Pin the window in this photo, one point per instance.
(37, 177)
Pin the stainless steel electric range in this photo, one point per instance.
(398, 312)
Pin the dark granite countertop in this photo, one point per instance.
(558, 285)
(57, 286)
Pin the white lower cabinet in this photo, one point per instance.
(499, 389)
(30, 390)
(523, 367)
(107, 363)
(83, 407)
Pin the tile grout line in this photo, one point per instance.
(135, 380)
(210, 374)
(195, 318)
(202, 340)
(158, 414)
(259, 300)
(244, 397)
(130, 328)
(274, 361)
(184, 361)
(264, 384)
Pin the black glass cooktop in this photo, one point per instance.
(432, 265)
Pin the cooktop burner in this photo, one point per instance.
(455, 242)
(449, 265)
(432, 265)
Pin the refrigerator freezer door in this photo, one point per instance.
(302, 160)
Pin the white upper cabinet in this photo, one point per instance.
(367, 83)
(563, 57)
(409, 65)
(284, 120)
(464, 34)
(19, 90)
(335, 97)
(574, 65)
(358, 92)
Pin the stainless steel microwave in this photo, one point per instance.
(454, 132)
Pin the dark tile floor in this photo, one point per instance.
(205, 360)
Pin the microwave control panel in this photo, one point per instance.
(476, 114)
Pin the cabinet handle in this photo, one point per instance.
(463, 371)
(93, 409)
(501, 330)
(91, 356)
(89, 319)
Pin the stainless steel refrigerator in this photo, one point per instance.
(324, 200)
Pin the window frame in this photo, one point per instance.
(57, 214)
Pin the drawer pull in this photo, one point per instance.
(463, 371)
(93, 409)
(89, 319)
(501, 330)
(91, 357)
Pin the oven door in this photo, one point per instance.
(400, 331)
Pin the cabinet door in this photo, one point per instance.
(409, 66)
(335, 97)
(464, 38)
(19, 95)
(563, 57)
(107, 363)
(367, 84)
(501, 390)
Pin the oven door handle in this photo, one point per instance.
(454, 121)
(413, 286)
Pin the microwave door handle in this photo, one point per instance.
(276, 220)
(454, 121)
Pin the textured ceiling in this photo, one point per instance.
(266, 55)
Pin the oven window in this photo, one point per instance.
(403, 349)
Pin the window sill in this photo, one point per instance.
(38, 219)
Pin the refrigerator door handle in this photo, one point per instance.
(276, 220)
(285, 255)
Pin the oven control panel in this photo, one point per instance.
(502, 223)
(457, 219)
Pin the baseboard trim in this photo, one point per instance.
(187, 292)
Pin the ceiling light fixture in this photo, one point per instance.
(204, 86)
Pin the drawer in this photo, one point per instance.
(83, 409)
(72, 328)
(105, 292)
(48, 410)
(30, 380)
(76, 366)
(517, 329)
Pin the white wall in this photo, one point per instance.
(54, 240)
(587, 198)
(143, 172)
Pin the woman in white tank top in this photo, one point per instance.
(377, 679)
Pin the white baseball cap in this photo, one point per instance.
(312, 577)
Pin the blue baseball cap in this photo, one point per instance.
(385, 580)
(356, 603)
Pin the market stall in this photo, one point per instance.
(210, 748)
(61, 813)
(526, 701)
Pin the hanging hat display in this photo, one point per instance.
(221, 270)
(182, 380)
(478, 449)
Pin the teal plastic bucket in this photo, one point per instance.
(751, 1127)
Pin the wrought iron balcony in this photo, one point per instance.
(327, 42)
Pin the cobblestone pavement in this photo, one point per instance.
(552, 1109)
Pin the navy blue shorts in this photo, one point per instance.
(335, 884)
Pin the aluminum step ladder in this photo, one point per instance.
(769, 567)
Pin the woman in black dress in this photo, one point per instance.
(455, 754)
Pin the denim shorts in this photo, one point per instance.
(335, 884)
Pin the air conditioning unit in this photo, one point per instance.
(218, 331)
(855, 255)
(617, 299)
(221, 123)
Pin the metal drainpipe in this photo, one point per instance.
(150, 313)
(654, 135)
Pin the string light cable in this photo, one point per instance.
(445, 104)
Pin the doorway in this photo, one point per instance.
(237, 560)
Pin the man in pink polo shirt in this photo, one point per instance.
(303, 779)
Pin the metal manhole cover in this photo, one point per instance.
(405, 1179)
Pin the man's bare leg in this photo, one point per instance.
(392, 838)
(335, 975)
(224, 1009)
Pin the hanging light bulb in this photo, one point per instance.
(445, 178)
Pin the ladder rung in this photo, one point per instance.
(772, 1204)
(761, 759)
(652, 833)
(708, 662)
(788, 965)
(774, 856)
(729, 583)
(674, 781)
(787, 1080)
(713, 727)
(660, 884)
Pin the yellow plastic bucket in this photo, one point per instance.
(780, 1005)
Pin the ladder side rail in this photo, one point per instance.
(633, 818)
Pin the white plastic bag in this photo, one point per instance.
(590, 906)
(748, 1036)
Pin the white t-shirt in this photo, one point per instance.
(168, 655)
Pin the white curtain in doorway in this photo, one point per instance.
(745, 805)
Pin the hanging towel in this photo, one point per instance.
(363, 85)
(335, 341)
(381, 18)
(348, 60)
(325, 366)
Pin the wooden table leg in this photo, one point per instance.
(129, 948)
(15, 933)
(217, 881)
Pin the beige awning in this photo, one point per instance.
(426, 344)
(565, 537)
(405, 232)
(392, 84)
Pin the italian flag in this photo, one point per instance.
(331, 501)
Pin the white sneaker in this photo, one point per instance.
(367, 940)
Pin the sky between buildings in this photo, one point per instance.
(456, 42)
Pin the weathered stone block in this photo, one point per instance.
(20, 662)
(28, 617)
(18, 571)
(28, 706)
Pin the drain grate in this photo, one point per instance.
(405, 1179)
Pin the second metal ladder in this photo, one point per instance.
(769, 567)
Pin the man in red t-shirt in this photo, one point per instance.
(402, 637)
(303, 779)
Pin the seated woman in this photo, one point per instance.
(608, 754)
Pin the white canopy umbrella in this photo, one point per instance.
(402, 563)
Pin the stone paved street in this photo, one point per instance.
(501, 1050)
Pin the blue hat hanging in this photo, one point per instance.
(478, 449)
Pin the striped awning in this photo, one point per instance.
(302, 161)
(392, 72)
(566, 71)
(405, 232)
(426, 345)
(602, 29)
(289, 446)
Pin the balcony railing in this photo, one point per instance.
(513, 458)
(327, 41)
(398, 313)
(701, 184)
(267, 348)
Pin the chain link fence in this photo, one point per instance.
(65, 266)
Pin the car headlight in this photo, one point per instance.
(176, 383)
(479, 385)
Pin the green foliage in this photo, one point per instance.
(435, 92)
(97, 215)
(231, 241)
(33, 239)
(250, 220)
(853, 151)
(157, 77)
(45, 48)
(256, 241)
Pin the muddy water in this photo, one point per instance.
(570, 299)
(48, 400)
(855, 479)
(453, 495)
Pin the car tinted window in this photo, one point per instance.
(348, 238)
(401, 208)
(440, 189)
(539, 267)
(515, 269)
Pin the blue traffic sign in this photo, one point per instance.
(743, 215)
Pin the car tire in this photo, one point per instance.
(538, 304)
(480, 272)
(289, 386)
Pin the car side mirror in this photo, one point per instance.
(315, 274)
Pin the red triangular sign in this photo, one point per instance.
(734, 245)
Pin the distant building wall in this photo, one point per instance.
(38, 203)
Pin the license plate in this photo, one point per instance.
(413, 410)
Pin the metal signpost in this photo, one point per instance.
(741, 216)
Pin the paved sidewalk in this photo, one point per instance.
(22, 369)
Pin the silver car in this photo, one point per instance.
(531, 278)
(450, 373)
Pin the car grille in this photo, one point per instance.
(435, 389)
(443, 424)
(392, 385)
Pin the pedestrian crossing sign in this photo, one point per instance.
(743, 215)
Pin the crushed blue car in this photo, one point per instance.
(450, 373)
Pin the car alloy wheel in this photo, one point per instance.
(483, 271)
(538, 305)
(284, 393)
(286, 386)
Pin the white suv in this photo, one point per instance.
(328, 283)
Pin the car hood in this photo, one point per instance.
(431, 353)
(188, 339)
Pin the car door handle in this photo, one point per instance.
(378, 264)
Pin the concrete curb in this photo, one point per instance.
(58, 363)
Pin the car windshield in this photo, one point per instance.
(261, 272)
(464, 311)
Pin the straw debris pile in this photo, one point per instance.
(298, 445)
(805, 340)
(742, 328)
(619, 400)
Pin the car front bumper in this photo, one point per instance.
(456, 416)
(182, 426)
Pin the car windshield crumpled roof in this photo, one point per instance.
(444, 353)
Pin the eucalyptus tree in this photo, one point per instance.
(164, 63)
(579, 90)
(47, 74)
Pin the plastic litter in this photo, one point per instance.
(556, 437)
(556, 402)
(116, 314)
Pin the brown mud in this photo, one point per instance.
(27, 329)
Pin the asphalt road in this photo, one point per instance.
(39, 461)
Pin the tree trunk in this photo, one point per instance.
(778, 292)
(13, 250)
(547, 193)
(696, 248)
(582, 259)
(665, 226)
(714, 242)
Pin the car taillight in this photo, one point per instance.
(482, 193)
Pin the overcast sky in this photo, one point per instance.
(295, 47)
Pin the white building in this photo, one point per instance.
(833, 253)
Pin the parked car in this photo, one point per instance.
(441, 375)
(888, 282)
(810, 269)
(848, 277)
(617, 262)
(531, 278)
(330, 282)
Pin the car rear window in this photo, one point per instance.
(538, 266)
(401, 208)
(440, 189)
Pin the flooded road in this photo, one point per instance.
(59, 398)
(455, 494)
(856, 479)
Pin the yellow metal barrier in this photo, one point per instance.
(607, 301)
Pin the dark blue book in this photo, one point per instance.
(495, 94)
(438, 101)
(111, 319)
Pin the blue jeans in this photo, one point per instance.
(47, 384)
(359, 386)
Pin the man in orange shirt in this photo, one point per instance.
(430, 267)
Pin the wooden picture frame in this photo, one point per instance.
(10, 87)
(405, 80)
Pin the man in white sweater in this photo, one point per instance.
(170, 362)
-- -- --
(WHAT IS BEING ASKED): Begin at the line containing "Pin the flooded" and reproduce every line through the last one in the records above, exactly.

(SOLUTION FOR THIS EXERCISE):
Pin the flooded road in this photo, one point per instance.
(59, 398)
(455, 494)
(856, 479)
Pin the yellow metal barrier in this photo, one point per instance.
(607, 301)
Pin the dark blue book in this photo, one point per instance.
(495, 94)
(438, 101)
(111, 319)
Pin the blue jeans in this photo, one point per instance.
(47, 384)
(359, 386)
Pin the man in orange shirt in this photo, one point per instance.
(430, 267)
Pin the wooden picture frame in this photo, one point per instance.
(10, 87)
(405, 80)
Pin the man in white sweater in this photo, one point per instance.
(170, 362)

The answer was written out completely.